### Ketentuan Latihan
Tentukan apakah setiap pernyataan berikut sesuai dengan potongan teks tentang tata kelola pertambangan, lalu jawab ya atau tidak disertai kutipan persis kata-kata penentunya dari teks tersebut.
1. Bagi rezim Presiden Joko Widodo, izin pertambangan berfungsi sebagai mekanisme pembatasan dampak lingkungan.
2. Semboyan "Gemah Ripah loh jinawi" menggambarkan kekayaan sumber daya alam Indonesia.
3. Kemakmuran dan kesejahteraan dari pertambangan dinikmati oleh seluruh masyarakat.

### Potongan Teks

# # # #

Pemberian IUPK pada wilayah eks PKP2B kepada ormas keagamaan juga menunjukkan bahwa bagi rezim Presiden Joko Widodo, izin pertambangan bukanlah mekanisme untuk melakukan pembatasan, pengendalian dan perlindungan terhadap dampak lingkungan dari akibat aktivitas pertambangan, namun hanya menjadi redistribusi kekuasaan dan obral sumber daya alam terutama pada sektor tambang batubara. Gemah Ripah loh jinawi merupakan semboyan yang menggambarkan betapa kaya rayanya Indonesia akan sumber daya alam, termasuk dari sektor pertambangan, dimana kekayaan alam tersebut akan membawa kemakmuran, ketentraman, kesejahteraan dan kedamaian bagi masyarakat seutuhnya. Ironisnya, hasil tambang yang melimpah tersebar dari sabang sampai merauke nyatanya tidak serta merta membuat masyarakat menjadi makmur dan sejahtera. Carut marut tata kelola pertambangan hingga kebijakan nasional pertambangan yang tidak sesuai mandat konstitusi menyebabkan kemakmuran dan kesejahteraan itu hanya dinikmati oleh segelintir orang.

# # # #

### Entri yang Disediakan
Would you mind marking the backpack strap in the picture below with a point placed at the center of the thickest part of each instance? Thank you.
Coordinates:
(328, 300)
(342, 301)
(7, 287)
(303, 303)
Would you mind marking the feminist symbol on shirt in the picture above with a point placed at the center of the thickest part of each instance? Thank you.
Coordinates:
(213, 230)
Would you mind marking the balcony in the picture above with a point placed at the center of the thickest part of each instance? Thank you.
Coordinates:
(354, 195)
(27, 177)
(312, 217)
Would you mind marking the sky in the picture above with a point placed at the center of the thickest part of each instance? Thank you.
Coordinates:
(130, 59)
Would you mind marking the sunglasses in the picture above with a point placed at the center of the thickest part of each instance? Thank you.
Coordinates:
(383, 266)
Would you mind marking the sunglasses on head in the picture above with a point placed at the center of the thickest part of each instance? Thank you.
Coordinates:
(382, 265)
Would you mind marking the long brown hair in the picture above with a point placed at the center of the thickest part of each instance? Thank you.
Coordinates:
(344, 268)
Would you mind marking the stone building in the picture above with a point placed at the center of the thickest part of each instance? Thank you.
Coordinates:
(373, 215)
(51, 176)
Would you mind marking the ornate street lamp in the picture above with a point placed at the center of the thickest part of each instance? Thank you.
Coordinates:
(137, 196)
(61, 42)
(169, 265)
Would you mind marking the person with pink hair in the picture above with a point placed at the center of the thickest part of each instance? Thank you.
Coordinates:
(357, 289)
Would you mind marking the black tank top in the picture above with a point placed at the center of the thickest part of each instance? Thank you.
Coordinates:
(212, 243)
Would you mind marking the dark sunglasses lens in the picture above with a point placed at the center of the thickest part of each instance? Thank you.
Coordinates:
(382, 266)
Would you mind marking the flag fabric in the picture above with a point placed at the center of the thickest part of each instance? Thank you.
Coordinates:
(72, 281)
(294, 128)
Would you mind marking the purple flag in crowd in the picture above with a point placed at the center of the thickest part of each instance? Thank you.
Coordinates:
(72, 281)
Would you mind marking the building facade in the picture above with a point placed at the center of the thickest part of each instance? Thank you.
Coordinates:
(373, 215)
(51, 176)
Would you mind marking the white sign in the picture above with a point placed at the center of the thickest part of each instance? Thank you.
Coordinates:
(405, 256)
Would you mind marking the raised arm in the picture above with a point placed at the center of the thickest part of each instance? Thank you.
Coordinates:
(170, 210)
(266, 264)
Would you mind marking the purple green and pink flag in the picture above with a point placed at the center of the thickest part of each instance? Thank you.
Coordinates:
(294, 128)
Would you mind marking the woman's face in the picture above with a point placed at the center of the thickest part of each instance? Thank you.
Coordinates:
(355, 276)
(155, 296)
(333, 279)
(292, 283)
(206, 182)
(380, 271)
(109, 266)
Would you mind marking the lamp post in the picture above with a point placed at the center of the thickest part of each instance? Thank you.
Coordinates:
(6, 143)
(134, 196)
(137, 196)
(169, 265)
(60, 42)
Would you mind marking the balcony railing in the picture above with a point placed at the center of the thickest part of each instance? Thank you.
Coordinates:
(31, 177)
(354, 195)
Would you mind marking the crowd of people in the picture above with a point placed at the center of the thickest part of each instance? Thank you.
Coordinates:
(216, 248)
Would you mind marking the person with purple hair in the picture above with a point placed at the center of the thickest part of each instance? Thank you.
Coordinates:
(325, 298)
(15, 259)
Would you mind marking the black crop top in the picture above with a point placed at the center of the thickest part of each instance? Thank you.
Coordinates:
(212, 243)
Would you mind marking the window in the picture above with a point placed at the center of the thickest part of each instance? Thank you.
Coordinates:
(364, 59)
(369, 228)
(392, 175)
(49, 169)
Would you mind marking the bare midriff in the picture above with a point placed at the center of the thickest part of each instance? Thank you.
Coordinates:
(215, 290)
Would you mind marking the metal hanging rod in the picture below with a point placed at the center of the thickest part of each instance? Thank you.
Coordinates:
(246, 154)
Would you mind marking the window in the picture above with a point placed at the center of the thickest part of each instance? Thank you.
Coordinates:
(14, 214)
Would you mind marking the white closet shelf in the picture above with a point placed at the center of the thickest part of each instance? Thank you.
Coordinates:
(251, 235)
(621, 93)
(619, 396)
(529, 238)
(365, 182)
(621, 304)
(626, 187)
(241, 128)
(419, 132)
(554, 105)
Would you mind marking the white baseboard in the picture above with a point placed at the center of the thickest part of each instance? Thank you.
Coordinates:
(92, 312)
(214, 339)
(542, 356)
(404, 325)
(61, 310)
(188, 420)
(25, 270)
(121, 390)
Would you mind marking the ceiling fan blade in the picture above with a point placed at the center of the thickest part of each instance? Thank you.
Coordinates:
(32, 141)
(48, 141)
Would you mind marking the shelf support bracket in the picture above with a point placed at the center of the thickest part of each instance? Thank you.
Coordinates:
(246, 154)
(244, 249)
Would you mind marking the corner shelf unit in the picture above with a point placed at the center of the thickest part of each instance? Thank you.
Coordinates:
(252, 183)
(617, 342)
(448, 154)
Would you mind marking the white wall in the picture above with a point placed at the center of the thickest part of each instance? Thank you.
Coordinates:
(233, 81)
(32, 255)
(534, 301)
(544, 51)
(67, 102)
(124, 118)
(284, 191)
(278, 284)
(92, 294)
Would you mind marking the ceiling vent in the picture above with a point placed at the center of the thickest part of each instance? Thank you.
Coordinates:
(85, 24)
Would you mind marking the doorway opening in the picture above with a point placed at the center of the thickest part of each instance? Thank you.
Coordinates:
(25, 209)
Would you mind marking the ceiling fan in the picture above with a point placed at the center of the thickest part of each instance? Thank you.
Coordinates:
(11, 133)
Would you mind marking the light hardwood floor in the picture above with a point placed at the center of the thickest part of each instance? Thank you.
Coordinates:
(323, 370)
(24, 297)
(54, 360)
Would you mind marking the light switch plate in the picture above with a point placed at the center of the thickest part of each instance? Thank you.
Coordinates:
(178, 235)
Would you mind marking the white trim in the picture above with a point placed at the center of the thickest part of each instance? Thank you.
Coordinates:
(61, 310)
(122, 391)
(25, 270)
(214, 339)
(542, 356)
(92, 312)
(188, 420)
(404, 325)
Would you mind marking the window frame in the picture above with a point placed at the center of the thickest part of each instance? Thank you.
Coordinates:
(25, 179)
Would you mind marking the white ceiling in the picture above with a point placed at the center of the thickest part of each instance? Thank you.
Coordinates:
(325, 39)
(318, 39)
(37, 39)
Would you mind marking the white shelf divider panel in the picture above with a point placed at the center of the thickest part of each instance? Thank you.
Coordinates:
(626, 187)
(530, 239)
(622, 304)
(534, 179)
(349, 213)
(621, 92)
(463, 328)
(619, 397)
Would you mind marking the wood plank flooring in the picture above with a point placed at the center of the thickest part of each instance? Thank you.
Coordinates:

# # # #

### Hasil yang Benar
1. Tidak: "izin pertambangan bukanlah mekanisme untuk melakukan pembatasan, pengendalian dan perlindungan terhadap dampak lingkungan"
2. Ya: "Gemah Ripah loh jinawi merupakan semboyan yang menggambarkan betapa kaya rayanya Indonesia akan sumber daya alam"
3. Tidak: "kemakmuran dan kesejahteraan itu hanya dinikmati oleh segelintir orang"